Your task is to copy the listing exactly. Drop any pictures from the copy.

··· Given data ···

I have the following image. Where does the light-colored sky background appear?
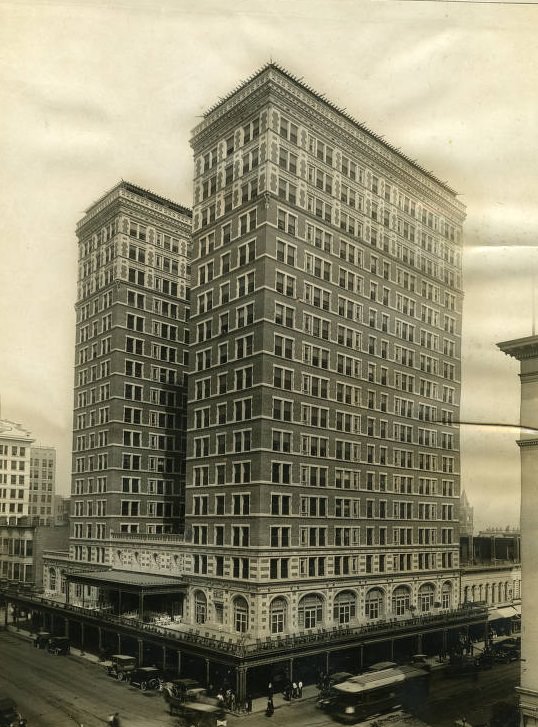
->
[0,0,538,527]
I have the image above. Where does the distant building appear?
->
[0,419,34,524]
[186,64,465,638]
[460,490,474,537]
[493,335,538,727]
[70,181,191,570]
[28,447,56,525]
[0,518,69,587]
[54,495,71,525]
[460,530,521,566]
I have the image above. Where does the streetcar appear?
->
[331,665,430,724]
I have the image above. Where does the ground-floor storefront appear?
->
[3,584,487,699]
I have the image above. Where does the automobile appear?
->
[162,678,207,702]
[127,666,161,692]
[34,631,52,649]
[47,636,71,656]
[491,641,521,664]
[0,694,26,727]
[410,654,431,671]
[498,636,521,649]
[367,661,398,671]
[99,654,136,682]
[317,671,353,712]
[444,655,479,679]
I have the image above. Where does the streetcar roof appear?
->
[333,665,428,694]
[181,702,222,714]
[334,669,405,694]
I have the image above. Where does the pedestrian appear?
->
[284,682,292,702]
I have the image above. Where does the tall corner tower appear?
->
[70,181,191,570]
[186,64,464,636]
[498,336,538,727]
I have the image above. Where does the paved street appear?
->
[0,632,520,727]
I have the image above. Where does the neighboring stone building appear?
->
[185,64,464,637]
[0,419,34,524]
[0,517,69,587]
[454,490,474,538]
[70,181,191,570]
[54,495,71,525]
[28,447,56,525]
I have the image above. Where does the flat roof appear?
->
[65,570,186,589]
[199,60,458,196]
[84,179,192,217]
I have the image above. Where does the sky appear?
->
[0,0,538,528]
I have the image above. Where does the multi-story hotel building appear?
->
[28,447,56,525]
[0,419,34,525]
[70,181,191,570]
[186,64,464,636]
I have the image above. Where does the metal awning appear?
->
[488,606,521,621]
[65,569,187,594]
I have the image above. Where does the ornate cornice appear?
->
[76,180,192,232]
[192,62,465,217]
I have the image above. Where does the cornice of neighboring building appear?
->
[76,179,192,233]
[191,61,465,223]
[497,336,538,361]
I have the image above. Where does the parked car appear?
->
[162,678,207,702]
[410,654,432,671]
[99,654,136,682]
[498,636,521,649]
[475,649,495,669]
[127,666,161,692]
[445,655,479,679]
[491,641,521,664]
[367,661,398,671]
[34,631,52,649]
[47,636,71,656]
[317,671,353,712]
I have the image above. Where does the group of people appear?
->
[265,680,303,717]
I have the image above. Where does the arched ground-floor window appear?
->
[194,591,207,623]
[297,593,323,629]
[418,583,435,613]
[364,588,385,619]
[392,586,411,616]
[234,596,248,634]
[441,581,450,608]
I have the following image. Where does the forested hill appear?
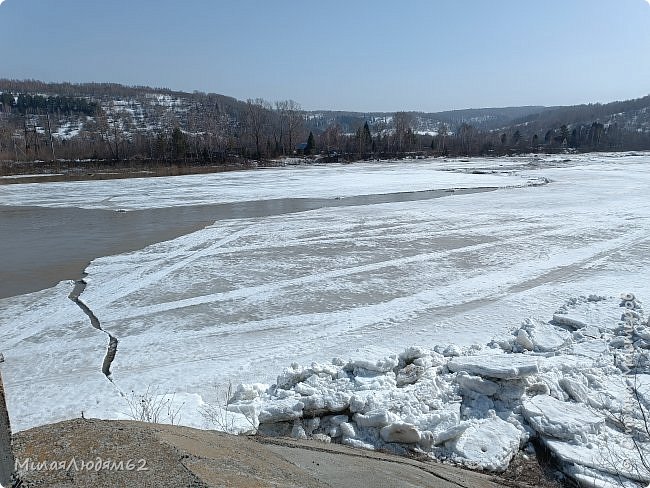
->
[0,79,650,167]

···

## Written solution
I have the following image. Where does the light-colored sky background appear?
->
[0,0,538,527]
I have the image above. Where does the distant building appear?
->
[0,419,34,524]
[186,64,465,638]
[460,490,474,537]
[493,335,538,727]
[70,181,191,570]
[28,447,56,525]
[0,518,69,587]
[54,495,71,525]
[460,530,521,566]
I have the image above. Where does the streetcar appear?
->
[331,665,430,724]
I have the image above. Where does the ground-floor storefront appear?
->
[3,584,487,699]
I have the image above. Where does the automobile appear?
->
[162,678,207,702]
[127,666,161,692]
[34,631,52,649]
[47,636,71,656]
[491,641,521,664]
[0,694,26,727]
[410,654,431,671]
[498,636,521,649]
[367,661,398,671]
[99,654,136,682]
[317,671,353,712]
[444,655,479,679]
I have the image above. Where does the streetcar roof appear?
->
[333,665,428,694]
[181,702,222,714]
[334,669,405,694]
I have the image above. Where does the pedestrian appear?
->
[284,682,292,702]
I have the image above. Where does the tall corner tower appear?
->
[70,181,191,570]
[186,64,464,636]
[498,336,538,727]
I have the image above. Where does the paved street appear?
->
[0,632,520,727]
I have the image above. Where does the neighboring stone building appear?
->
[185,64,464,637]
[0,419,34,524]
[0,517,69,587]
[454,490,474,538]
[70,181,191,570]
[54,495,71,525]
[28,447,56,525]
I have the image above. Where does the flat roof appear?
->
[65,570,186,589]
[199,60,458,196]
[84,179,192,217]
I have the image above. Where does the sky appear?
->
[0,0,538,528]
I have the image above. Where does the multi-story hotel building appear?
->
[28,447,56,525]
[0,419,34,525]
[70,181,191,570]
[186,64,464,636]
I have the image above. Where does the metal awning appear?
->
[488,606,521,621]
[65,569,187,594]
I have the image above. Where does the ornate cornice appear?
->
[76,180,192,232]
[192,62,465,217]
I have the image above. Where does the cornice of neighboring building appear?
->
[76,179,192,233]
[191,61,465,223]
[497,336,538,361]
I have the image above. Where does the parked car appear?
->
[162,678,207,702]
[410,654,432,671]
[99,654,136,682]
[498,636,521,649]
[475,649,495,669]
[127,666,161,692]
[445,655,479,679]
[491,641,521,664]
[367,661,398,671]
[34,631,52,649]
[47,636,71,656]
[317,671,353,712]
I have the image above. Where does the group of people appear?
->
[265,680,303,717]
I have the image above. Where does the arched ground-floor window appear?
->
[194,591,207,623]
[297,593,323,629]
[418,583,435,613]
[364,588,385,619]
[392,586,411,616]
[234,596,248,634]
[441,581,450,608]
I have the following image. Where does the forested hill appear?
->
[0,79,650,167]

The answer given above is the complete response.